PROBLEM DETAILS.
Write out, character for character, the line containing "In the photo above, where can the glass" and all lines after it up to the end of the listing.

[begin RECORDS FOR THIS EXERCISE]

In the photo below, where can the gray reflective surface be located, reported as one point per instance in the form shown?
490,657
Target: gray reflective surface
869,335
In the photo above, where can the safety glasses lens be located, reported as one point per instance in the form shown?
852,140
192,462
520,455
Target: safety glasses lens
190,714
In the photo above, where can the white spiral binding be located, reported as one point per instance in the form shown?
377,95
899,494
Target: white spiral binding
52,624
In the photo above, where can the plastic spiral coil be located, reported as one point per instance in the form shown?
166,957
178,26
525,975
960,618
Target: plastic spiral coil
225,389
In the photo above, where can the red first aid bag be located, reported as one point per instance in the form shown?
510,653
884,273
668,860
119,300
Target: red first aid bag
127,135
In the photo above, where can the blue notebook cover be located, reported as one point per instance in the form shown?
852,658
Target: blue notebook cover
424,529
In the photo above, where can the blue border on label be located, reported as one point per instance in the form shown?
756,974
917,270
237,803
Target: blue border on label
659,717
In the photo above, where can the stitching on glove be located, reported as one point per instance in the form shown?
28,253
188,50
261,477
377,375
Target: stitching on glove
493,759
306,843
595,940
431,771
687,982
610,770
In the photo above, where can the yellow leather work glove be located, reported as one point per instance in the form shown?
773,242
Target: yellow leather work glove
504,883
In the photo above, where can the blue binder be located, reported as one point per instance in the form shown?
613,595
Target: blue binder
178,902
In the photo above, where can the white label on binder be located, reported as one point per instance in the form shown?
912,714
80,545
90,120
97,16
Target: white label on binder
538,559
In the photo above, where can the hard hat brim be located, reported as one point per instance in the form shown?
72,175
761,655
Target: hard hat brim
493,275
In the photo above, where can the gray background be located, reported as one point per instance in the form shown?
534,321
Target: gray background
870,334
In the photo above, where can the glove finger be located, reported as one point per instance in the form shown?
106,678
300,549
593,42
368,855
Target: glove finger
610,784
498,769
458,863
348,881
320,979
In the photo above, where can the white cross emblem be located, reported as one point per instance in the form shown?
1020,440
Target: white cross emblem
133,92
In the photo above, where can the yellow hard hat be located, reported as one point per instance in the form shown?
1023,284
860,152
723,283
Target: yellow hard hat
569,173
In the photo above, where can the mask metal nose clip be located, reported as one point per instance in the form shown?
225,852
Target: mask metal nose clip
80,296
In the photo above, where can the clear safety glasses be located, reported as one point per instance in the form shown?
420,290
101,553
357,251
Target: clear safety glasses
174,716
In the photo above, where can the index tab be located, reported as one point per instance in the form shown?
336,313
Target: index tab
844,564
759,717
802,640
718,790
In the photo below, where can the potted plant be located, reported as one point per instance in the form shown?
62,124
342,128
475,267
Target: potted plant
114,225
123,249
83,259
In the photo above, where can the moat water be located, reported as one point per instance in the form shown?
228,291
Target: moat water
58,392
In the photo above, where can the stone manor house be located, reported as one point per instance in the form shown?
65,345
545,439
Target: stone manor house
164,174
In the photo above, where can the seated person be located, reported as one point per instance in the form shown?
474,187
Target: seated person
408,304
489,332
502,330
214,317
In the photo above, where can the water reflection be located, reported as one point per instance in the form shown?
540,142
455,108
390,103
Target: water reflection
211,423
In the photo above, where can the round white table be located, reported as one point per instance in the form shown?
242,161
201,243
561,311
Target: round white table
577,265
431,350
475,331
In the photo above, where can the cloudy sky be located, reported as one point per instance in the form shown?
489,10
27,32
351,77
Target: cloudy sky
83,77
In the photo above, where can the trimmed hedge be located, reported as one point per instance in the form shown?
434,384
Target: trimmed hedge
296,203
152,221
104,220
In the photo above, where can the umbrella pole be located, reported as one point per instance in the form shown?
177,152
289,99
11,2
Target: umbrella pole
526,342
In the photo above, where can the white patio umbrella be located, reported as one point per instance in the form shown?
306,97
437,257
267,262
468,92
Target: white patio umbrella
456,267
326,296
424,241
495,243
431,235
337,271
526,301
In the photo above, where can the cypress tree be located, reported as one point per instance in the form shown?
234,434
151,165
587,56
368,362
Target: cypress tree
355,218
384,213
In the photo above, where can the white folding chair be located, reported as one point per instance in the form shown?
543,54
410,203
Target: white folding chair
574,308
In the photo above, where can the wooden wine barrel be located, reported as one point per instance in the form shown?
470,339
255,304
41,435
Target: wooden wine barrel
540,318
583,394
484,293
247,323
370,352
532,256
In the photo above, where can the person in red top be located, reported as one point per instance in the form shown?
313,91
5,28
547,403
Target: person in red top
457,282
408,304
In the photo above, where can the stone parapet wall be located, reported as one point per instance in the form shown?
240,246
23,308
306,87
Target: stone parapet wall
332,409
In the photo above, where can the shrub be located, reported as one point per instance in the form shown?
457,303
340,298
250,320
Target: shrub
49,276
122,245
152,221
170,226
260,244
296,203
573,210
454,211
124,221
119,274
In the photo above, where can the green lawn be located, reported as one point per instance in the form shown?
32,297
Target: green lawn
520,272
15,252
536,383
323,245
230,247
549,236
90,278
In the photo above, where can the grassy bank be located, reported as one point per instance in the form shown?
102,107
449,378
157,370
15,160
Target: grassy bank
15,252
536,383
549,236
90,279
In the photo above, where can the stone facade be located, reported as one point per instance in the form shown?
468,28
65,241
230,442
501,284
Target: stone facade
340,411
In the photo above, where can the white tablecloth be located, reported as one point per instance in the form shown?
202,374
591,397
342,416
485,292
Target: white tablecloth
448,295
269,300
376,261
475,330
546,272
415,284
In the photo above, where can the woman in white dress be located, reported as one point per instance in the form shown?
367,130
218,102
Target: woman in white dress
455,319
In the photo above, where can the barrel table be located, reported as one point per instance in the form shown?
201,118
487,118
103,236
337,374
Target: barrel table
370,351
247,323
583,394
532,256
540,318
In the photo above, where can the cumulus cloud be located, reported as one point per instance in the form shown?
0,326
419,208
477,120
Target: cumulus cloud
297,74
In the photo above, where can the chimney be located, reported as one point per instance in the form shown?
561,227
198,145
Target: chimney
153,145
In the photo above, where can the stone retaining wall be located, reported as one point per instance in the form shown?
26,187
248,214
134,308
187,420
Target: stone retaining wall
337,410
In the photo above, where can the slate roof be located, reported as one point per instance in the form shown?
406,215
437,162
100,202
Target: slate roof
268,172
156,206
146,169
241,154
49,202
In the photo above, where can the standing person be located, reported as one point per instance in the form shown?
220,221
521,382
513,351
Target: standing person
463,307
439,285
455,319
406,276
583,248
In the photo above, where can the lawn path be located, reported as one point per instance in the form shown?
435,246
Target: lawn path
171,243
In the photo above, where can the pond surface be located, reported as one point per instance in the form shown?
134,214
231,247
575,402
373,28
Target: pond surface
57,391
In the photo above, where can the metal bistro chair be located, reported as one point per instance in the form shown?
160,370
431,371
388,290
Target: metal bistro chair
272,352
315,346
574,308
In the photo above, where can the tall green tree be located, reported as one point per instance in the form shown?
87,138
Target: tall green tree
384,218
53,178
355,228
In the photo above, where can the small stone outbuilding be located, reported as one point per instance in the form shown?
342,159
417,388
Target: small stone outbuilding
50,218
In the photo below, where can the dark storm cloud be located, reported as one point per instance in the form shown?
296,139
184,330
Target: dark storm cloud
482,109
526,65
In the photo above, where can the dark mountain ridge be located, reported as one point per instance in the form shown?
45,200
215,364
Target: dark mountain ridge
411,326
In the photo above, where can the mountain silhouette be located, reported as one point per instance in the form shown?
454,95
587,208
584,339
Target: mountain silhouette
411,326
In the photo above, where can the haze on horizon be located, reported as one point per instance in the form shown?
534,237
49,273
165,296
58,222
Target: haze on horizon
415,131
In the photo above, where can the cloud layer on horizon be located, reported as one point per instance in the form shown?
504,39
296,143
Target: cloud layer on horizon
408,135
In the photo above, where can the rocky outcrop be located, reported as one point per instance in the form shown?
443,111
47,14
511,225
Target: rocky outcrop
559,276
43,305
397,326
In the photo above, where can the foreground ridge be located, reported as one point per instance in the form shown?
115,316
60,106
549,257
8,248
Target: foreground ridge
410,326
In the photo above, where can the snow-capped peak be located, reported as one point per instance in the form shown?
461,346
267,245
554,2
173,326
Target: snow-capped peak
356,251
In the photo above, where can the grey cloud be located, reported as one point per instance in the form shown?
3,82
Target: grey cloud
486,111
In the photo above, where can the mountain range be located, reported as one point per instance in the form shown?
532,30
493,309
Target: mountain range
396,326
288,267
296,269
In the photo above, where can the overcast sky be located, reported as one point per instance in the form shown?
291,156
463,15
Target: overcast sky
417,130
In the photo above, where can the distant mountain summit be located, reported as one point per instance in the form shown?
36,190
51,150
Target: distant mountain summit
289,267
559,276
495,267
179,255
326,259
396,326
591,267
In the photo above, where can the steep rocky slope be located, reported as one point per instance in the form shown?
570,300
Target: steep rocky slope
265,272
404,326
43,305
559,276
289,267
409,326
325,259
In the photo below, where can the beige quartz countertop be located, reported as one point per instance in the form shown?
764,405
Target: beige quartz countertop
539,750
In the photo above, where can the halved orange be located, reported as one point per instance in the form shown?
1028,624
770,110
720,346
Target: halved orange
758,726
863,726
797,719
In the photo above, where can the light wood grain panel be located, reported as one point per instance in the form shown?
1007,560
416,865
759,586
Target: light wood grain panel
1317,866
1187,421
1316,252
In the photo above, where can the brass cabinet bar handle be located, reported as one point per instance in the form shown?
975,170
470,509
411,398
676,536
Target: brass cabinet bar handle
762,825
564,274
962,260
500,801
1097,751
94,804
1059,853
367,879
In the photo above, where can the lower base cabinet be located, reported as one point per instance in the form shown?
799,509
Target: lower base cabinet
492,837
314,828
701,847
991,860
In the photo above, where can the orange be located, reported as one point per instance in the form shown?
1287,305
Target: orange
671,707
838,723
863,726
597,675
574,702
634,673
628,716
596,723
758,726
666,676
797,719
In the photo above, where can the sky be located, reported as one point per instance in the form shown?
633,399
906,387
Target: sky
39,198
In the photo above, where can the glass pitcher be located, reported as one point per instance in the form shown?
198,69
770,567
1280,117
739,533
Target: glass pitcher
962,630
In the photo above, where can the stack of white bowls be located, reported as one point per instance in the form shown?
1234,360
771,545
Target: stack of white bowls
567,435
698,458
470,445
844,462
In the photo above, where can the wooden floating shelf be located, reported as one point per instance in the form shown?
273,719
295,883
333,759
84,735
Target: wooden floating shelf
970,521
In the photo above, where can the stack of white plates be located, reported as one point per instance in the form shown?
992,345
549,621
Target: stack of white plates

[end RECORDS FOR THIS EXERCISE]

CORRECT RESPONSE.
In the photo above, where can the glass pitcher be located, reported as one point per instance in the form shown?
198,69
770,567
1280,117
739,533
Target: glass pitcher
962,630
In the photo above, where can the stack of white bowls be located, reported as one point per instance in the form shown?
1234,360
771,545
Target: stack of white bowls
567,435
698,458
470,445
844,462
In the photo above, where can the wooden floating shelf be located, reported as one point per instance in the form shown?
273,719
295,883
333,759
84,735
Target: wooden floating shelf
970,521
In the photo above, where can the stack of white plates be located, reported as one point per instance in the form shown?
992,345
549,621
Target: stack of white plates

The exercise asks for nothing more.